→ **PROBLÈME POSÉ 1**
Pouvez-vous reproduire mot pour mot le passage de l'homélie qui va de « Élie vient de » à « choisie pour cela. » ?
=== DOCUMENT ===
FMJ Mtl32e DIMANCHE DU TEMPS ORDINAIRE – B
Frère Antoine-Emmanuel
1 R 17, 10-16 ; Ps 145 ; Hé 9, 24-28 ; Mc 12, 38-44
8 novembre 2015
Sanctuaire du Saint Sacrement, Montréal

Comment survivre ? Comment vivre ?

Nous faisons route ce matin avec le prophète Élie.
Élie vient de faire l’expérience de la Providence de Dieu
au bord du torrent du Kérith dont il buvait l’eau quotidiennement.
Mais la sécheresse dure et le torrent s’assèche…
plus une goutte d’eau.
Le Seigneur qui prend soin du prophète
l’envoie alors dans un lieu tout à fait inattendu :
en terre païenne, dans l’actuel Liban, à Sarepta.
Là, il sera nourri par une personne que Dieu a choisie pour cela.

On imagine alors que Dieu va choisir une personne riche, nantie,
dont les réserves abondantes permettront de survivre à la famine
et de nourrir Élie.

Mais tel n’est pas le choix de Dieu.
À qui le Seigneur demande-t-il de ravitailler Élie ?
À une veuve pauvre. Très pauvre.
Une femme qui ne possède plus qu’un fond d’huile
et une poignée de farine pour se nourrir et nourrir son jeune fils.
Autrement dit, une femme qui est à la veille de mourir.
« Quand j’aurai ramassé quelques morceaux de bois,
je rentrerai et préparerai (quelques galettes)
===
→ **PROBLÈME POSÉ 2**
Pouvez-vous réécrire les entrées, de la ligne contenant « the horse leg » jusqu'à la fin des entrées, en remplaçant « horse leg » par « horse hoof » sans rien modifier d'autre ?
=== ENTRÉES FOURNIES ===
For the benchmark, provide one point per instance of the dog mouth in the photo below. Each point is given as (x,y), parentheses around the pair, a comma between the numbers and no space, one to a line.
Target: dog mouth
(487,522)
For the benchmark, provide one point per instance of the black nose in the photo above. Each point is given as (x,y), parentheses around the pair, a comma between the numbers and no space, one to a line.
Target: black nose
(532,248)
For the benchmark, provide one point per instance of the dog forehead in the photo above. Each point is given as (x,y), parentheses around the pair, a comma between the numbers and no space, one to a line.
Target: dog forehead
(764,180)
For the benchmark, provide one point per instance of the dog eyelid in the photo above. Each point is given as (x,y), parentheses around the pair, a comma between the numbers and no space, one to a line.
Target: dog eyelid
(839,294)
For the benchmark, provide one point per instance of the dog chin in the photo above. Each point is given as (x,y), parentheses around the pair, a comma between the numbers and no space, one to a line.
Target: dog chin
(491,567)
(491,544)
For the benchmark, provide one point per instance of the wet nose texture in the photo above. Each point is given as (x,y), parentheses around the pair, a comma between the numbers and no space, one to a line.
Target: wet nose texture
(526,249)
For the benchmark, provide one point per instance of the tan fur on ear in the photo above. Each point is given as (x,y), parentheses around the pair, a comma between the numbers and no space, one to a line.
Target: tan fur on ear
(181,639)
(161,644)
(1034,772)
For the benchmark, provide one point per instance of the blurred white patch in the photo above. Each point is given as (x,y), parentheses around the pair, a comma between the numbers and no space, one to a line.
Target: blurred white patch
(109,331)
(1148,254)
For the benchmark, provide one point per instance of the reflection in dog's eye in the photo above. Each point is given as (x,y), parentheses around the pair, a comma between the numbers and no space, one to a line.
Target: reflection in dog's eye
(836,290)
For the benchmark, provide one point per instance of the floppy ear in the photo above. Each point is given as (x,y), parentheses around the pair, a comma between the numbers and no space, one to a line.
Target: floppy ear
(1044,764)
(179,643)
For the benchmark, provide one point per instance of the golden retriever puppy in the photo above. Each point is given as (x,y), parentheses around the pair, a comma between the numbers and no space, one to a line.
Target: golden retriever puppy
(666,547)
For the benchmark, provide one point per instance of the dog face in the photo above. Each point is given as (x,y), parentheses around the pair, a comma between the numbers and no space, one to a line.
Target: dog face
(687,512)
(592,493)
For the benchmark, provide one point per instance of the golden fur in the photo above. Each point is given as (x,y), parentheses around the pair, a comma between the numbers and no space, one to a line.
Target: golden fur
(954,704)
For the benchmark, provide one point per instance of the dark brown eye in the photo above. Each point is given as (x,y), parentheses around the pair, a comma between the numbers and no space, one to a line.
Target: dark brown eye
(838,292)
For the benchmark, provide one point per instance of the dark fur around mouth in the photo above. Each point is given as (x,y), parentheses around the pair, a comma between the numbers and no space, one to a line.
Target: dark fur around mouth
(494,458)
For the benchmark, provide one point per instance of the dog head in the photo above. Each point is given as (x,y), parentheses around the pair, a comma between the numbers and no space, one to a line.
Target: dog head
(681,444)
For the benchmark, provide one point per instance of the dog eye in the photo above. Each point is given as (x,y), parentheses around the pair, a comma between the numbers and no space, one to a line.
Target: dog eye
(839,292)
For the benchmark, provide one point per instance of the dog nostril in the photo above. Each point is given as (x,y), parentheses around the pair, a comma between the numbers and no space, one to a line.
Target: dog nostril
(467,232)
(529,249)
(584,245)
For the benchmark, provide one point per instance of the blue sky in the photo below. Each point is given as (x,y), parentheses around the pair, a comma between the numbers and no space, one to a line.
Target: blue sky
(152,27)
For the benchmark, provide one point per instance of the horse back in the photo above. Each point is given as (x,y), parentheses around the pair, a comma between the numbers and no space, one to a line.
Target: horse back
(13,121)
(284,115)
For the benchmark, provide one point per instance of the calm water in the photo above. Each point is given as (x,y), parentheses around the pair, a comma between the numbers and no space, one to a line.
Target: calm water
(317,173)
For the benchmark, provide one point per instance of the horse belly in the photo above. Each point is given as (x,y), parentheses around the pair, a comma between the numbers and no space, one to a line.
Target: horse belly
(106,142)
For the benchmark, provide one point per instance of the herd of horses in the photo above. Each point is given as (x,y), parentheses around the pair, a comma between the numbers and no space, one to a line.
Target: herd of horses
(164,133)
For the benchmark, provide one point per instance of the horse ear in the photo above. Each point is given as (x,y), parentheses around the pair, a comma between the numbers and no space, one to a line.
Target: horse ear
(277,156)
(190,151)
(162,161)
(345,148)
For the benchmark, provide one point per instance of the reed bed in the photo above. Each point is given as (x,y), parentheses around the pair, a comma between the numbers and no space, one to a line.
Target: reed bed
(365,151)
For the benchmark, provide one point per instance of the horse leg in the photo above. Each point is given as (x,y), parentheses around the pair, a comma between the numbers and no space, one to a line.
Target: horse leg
===
→ **RÉSULTAT COMPLET 1**
Élie vient de faire l’expérience de la Providence de Dieu
au bord du torrent du Kérith dont il buvait l’eau quotidiennement.
Mais la sécheresse dure et le torrent s’assèche…
plus une goutte d’eau.
Le Seigneur qui prend soin du prophète
l’envoie alors dans un lieu tout à fait inattendu :
en terre païenne, dans l’actuel Liban, à Sarepta.
Là, il sera nourri par une personne que Dieu a choisie pour cela.

→ **RÉSULTAT COMPLET 2**
For the benchmark, provide one point per instance of the horse hoof in the photo above. Each point is given as (x,y), parentheses around the pair, a comma between the numbers and no space, one to a line.
Target: horse hoof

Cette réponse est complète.